Creating a new deployment

Contains templates for Etleap VPC deployments.

Creating a new deployment

Below is the minimal module instantiation to run Etleap inside your own VPC. This will create a new VPC, and deploy Etleap and its associated resources inside.

New VPC deployment

module "etleap" {
  source  = "etleap/etleap-vpc/aws"
  version = "1.8.10"

  region           = "us-east-1"
  deployment_id    = "deployment" # This will be provided by Etleap
  vpc_cidr_block_1 = 172
  vpc_cidr_block_2 = 22
  vpc_cidr_block_3 = 3
  key_name         = aws_key_pair.ssh.key_name
  first_name       = "John"
  last_name        = "Smith"
  email            = "john.smith@example.com"
}

output "app-hostname" {
  value = module.etleap.app_public_address
}

output "setup-password" {
  sensitive = true
  value     = module.etleap.setup_password
}

Existing VPC deployment

To deploy Etleap in an existing VPC, replace the vpc_cidr_block_* variables with:

vpc_id           = "vpc-id"
public_subnets   = ["subnet-public-1-id", "subnet-public-2-id", "subnet-public-3-id"]
private_subnets  = ["subnet-private-1-id", "subnet-private-2-id", "subnet-private-3-id"]

Inputs

The following options are available when deploying Etleap.

Note: Either vpc_cidr_block_1, vpc_cidr_block_2, vpc_cidr_block_3 or vpc_id, public_subnets, private_subnets are required to be specified.

> _INFORMATION SHOWN_:
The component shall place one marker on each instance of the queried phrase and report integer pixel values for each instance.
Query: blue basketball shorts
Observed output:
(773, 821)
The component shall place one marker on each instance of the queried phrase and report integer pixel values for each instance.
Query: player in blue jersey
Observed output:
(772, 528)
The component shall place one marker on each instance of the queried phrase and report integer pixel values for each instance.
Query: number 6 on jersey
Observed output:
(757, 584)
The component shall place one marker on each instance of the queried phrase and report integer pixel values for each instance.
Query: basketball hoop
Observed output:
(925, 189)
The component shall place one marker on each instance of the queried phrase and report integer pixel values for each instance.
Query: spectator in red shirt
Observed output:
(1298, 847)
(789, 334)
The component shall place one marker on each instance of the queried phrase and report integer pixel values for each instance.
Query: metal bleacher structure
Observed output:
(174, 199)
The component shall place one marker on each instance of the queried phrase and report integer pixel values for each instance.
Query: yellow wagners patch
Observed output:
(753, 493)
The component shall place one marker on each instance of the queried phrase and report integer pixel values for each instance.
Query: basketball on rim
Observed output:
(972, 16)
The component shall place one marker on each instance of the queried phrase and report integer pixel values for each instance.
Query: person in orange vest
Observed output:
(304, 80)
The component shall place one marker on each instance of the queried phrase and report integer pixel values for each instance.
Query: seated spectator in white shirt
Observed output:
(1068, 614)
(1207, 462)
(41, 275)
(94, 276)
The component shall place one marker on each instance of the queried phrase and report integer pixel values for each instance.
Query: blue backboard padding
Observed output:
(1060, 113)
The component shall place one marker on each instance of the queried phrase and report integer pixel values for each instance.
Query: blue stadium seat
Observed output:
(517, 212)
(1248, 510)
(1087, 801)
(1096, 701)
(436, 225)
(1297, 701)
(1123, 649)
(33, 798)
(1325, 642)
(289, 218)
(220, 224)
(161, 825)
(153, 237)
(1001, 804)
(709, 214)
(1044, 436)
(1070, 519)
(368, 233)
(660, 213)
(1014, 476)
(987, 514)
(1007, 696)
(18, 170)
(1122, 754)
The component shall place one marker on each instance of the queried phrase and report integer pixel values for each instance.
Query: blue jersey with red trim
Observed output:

> _YOUR OBJECTIVE_: According to the Etleap deployment page, why would you replace the vpc_cidr_block_* variables with vpc_id, public_subnets and private_subnets?

> _SOLUTION FOR THIS EXERCISE_: You make that replacement to deploy Etleap in an existing VPC. The minimal instantiation with the vpc_cidr_block_* variables creates a new VPC instead. One of the two sets must be specified: either vpc_cidr_block_1, vpc_cidr_block_2 and vpc_cidr_block_3, or vpc_id, public_subnets and private_subnets.